Entries for pointing at named objects
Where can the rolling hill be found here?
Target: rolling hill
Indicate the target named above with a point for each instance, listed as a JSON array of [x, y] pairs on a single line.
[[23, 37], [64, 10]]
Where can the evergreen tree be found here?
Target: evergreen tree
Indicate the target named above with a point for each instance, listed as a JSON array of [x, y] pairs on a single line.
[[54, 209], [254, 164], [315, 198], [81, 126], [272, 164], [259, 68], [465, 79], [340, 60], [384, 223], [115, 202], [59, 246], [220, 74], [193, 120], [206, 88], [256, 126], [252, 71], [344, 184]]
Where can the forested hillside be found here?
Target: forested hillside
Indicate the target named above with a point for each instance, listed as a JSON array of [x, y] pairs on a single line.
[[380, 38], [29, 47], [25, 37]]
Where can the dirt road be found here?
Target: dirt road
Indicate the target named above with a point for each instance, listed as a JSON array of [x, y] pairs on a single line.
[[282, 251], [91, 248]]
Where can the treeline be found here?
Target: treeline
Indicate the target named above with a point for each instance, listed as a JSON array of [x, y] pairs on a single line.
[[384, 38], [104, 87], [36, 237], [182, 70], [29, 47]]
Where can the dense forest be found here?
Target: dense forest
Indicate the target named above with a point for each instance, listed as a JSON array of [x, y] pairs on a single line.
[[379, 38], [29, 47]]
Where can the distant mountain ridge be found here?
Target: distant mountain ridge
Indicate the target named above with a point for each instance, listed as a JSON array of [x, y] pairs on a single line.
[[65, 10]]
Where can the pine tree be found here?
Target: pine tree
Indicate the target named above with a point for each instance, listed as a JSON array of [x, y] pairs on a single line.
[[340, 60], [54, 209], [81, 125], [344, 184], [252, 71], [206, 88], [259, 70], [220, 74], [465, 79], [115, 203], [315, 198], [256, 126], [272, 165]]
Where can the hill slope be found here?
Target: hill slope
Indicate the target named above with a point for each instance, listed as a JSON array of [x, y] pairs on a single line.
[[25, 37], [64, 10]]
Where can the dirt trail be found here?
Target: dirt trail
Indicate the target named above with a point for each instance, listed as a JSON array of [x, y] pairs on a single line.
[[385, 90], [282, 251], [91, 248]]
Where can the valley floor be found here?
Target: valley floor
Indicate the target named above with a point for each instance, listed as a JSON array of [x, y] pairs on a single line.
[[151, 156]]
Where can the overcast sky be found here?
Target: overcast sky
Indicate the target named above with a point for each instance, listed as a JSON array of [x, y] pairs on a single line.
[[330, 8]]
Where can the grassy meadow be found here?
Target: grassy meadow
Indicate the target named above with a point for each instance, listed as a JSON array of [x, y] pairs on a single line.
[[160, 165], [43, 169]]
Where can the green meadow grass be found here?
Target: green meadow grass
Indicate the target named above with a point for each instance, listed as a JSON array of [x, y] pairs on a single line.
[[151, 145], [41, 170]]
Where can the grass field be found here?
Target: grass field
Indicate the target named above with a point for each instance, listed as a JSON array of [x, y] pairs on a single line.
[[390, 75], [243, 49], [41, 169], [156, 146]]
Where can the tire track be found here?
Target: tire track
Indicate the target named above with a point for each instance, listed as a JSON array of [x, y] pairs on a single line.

■ To be done: Starting at the beginning of the items and continuing through the line that contains "[[380, 38], [29, 47], [25, 37]]", reproduce every line, requests included, with each coordinate in the answers multiplied by 0.35 and rounded to the nearest whole number, halves rounded up.

■ Task answer:
Where can the rolling hill be found here?
Target: rolling hill
Indicate the target named above with a point for each instance, listed as a JSON array of [x, y] pairs on a single line.
[[8, 13], [22, 4]]
Where can the evergreen tree be found here?
Target: evergreen tree
Indicate the target named above with a point for each instance, listed as a JSON array of [x, y] pairs on a single line.
[[19, 73], [89, 57], [110, 69], [28, 44], [95, 57], [91, 24], [163, 28], [119, 21], [134, 78], [40, 71], [21, 86], [77, 26], [68, 42], [72, 31], [90, 44], [88, 25], [120, 64]]
Where can the forested hillside be found here?
Target: forested hillside
Indicate the target named above with a point for each instance, listed as a JSON array of [x, y] pairs on a single line.
[[133, 13], [10, 16], [9, 13]]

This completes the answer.